#### Aim of the exercise:
Pull out every line in the listing below that contains the word "dishwasher", and copy each one in full.

#### Data rows:

◆ ◆ ◆

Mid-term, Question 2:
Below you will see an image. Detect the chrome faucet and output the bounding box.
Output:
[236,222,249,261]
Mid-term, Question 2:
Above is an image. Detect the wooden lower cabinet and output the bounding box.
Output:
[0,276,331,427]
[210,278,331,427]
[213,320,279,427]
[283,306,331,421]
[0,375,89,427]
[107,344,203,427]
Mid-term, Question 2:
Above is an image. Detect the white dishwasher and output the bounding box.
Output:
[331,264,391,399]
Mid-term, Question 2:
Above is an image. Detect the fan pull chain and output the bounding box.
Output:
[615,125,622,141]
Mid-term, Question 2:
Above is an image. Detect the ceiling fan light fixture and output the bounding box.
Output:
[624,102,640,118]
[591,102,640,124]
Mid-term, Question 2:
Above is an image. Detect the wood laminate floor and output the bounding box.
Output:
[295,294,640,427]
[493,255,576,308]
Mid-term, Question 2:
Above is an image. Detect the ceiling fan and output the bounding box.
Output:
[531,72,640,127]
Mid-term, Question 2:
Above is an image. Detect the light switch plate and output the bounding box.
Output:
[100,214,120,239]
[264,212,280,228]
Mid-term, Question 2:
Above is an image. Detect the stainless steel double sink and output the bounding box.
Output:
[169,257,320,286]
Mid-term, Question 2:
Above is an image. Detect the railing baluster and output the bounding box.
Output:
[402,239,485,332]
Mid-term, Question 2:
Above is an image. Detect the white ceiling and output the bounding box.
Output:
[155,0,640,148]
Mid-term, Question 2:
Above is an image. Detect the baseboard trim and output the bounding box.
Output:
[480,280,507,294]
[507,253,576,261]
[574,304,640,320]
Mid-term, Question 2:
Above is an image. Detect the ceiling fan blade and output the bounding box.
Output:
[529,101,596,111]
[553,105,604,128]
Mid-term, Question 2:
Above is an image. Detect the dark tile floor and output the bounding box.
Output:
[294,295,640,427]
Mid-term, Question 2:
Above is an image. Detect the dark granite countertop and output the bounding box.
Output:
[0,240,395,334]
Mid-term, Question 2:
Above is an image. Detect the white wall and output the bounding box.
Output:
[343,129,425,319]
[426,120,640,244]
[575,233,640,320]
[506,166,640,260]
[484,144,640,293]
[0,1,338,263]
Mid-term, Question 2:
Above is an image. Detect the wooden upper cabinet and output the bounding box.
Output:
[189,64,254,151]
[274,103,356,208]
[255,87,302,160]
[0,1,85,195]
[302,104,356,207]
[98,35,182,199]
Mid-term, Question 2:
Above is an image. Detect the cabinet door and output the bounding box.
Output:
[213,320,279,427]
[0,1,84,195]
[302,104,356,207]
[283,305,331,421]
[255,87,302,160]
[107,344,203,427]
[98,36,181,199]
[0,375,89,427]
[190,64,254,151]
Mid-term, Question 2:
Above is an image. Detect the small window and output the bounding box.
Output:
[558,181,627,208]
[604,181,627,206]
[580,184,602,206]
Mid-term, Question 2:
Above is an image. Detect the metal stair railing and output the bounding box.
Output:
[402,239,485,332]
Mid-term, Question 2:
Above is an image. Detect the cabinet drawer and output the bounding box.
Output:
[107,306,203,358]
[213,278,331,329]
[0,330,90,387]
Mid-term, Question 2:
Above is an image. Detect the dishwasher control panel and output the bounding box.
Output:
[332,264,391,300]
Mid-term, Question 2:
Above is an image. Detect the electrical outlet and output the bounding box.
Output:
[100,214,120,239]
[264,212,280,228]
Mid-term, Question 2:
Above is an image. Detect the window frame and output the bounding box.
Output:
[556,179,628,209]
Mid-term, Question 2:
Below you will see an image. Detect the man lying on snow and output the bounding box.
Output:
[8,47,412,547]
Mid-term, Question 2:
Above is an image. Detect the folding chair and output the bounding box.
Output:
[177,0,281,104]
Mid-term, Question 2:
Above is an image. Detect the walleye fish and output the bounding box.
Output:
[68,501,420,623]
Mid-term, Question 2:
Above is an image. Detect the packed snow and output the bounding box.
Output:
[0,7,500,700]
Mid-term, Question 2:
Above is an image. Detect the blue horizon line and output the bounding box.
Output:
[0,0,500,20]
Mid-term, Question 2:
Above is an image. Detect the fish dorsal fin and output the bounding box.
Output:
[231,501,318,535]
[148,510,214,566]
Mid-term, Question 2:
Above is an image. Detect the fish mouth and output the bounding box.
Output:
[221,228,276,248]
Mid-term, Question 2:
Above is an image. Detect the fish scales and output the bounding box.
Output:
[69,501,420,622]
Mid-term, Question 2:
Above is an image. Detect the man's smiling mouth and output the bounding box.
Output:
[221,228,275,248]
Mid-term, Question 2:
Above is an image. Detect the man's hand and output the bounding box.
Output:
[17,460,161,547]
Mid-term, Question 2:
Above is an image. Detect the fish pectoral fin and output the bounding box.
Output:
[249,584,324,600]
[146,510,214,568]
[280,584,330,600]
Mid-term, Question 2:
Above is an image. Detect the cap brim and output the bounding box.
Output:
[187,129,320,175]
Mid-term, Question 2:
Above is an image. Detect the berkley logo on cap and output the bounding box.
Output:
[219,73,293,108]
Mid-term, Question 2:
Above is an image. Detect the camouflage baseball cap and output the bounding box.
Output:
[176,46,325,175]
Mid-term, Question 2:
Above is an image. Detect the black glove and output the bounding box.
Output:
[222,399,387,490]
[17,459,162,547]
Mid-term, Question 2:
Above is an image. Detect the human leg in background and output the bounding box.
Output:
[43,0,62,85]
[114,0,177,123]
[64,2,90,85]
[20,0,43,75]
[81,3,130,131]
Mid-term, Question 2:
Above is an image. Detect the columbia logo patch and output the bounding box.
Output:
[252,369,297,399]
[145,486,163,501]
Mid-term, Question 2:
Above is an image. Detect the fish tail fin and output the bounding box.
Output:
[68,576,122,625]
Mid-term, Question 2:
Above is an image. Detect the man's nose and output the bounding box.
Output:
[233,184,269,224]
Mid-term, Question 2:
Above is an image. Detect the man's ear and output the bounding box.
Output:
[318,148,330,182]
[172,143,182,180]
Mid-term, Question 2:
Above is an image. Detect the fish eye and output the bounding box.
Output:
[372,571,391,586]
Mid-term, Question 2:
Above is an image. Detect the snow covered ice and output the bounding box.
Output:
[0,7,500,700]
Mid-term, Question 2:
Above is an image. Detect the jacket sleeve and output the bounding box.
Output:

◆ ◆ ◆

#### Task response:
Above is an image. Detect the white dishwasher and output the bounding box.
Above is an image. Detect the dishwasher control panel and output the bounding box.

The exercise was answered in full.